Lanjutkan teks tentang empati guru pada murid dalam merancang media pembelajaran, mulai dari kalimat terakhirnya.

## TEKS SUMBER
####

Merancang Media Pembelajaran: Sudahkah Kita Berempati pada Murid?
19 Nov 2021 | by Alamsyah Alimuddin
Pada tahun-tahun pertama saya menjadi guru, saya selalu terkesima ketika menyaksikan seorang kawan guru mengajar dengan menggunakan media pembelajaran yang menarik. Sebab, media pembelajaran sangat membantu murid dalam belajar dan memahami konsep materi. Karena terinspirasi dengan hal tersebut, saya pun mulai menggunakannya di kelas.
Saya mencoba
membuat survei kecil-kecilan dan menanyakan kepada mereka terkaitperasaannya mengikuti
pembelajaran dengan menggunakan media dan tidak menggunakan media.
Tak ada satu
pun murid yang menjawab senang dengan pembelajaran yang tidak menggunakan media dan melulu
menggunakan buku teks untuk menerangkan konten materi. Namun, anehnya, ketika
mengerjakan asesmen dari media tersebut, mereka masih sulit dalam pengerjaannya. Apa yang salah?

####

## CUPLIKAN DATA
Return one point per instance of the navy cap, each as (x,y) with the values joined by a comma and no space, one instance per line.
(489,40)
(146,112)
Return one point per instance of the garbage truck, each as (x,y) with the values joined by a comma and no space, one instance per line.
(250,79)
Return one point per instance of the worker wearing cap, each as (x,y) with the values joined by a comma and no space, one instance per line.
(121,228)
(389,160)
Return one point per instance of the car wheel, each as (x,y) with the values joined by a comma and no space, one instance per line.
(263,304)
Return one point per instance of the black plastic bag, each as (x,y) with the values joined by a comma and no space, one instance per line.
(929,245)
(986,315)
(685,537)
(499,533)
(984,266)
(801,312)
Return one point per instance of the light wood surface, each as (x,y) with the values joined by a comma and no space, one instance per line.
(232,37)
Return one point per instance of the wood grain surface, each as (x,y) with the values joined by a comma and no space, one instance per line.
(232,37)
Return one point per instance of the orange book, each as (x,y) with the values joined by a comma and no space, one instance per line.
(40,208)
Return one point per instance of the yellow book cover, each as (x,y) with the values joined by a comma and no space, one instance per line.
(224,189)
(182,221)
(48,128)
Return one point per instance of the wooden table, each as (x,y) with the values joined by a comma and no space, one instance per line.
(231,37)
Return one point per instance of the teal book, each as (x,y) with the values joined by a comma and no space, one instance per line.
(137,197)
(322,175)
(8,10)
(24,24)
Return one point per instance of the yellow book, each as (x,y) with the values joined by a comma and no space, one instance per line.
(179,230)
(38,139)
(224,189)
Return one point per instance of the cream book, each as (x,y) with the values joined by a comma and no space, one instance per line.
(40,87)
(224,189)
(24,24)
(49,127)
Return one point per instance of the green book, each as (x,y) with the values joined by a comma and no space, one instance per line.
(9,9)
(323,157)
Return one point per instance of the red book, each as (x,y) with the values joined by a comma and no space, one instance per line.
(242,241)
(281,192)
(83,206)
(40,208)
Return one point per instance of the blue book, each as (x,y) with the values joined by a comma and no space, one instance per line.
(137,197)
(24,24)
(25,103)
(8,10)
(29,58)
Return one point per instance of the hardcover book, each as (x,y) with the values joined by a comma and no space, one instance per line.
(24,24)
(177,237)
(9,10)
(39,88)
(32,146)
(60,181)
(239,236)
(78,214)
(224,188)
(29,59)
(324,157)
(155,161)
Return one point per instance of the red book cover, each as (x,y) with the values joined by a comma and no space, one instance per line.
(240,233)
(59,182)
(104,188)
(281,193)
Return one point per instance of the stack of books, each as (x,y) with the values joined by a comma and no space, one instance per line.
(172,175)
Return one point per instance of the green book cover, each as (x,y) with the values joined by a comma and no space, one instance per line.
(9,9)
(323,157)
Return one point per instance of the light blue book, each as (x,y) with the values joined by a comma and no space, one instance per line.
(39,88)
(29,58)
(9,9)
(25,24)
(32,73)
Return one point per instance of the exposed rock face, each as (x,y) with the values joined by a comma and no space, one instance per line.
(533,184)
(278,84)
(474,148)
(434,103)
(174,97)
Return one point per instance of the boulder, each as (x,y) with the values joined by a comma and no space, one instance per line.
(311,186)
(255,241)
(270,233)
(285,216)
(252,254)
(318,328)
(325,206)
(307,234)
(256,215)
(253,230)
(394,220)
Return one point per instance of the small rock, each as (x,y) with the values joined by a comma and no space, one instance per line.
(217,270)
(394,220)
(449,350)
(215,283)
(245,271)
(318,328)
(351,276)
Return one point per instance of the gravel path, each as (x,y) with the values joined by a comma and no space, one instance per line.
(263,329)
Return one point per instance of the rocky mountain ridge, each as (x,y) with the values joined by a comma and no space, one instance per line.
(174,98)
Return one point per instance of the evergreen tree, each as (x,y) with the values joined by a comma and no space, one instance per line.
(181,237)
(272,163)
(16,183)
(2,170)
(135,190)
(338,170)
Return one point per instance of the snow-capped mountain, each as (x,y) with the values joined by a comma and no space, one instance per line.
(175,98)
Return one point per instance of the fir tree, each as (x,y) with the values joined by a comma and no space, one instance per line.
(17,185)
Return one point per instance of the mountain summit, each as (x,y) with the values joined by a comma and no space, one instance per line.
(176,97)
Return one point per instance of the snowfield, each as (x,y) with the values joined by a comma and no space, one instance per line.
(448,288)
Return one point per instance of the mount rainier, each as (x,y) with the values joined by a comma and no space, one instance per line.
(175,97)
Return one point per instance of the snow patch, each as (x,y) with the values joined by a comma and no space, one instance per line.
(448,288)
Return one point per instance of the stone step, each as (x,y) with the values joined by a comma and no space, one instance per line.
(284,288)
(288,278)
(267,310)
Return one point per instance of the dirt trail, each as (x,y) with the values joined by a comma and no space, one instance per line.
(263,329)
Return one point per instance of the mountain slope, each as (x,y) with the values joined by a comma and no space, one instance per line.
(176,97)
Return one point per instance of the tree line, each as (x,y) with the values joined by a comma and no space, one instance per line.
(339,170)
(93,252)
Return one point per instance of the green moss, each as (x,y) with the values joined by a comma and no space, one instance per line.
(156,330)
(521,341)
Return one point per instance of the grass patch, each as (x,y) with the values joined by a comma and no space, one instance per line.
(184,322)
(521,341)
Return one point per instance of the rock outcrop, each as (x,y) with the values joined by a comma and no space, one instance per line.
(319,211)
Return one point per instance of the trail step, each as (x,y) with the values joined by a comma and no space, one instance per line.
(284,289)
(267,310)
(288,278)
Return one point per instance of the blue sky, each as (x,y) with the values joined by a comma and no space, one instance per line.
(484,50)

####

## HASIL TUGAS
Wah, ternyata setelah
melakukan penelusuran, kesenangan mereka hanya sebatas kesenangan sesaat, bukan
kesenangan bermakna. Mereka hanya senang karena beban membaca buku teks setidaknya
berkurang. Pertanyaan saya, “Media pembelajaran seperti apa yang murid inginkan? Atau paling
tidak, media apa yang bisa memenuhi kebutuhan murid sehingga penggunaannya efektif?”
Tantangan saya
dimulai saat itu dan berlangsung lama. Namun, kini terjawab ketika saya mengikuti program Wardah
Inspiring Teacher 2021. Salah satu program yang membantu mengatasi kesulitan-kesulitan
saya di kelas ialah program merancang media pembelajaran.
Dari
situ, saya baru sadar dari miskonsepsi saya perihal media pembelajaran yang mengutamakan kekerenan. Padahal
untuk merancang media pembelajaran yang bermakna dan dapat menjawab kebutuhan murid
tidak perlu sempurna. Tapi yang mesti diketahui, proses merancang medianya harus
menggunakan pendekatan Design Thinking.
Apa itu
Design Thinking? Design Thinking merupakan proses yang dilakukan secara
bertahap, mulai dari
berempati kepada murid, merumuskan masalah, mencari ide dari masalah itu, membuat purwarupanya, dan
mengujicobakannya.
Saya mulai menggunakannya
dalam merancang media pembelajaran. Hal yang paling menjadi perhatian saya karena pendekatan
ini dimulai dari membangun empati kepada murid agar dapat berorientasi pada mereka.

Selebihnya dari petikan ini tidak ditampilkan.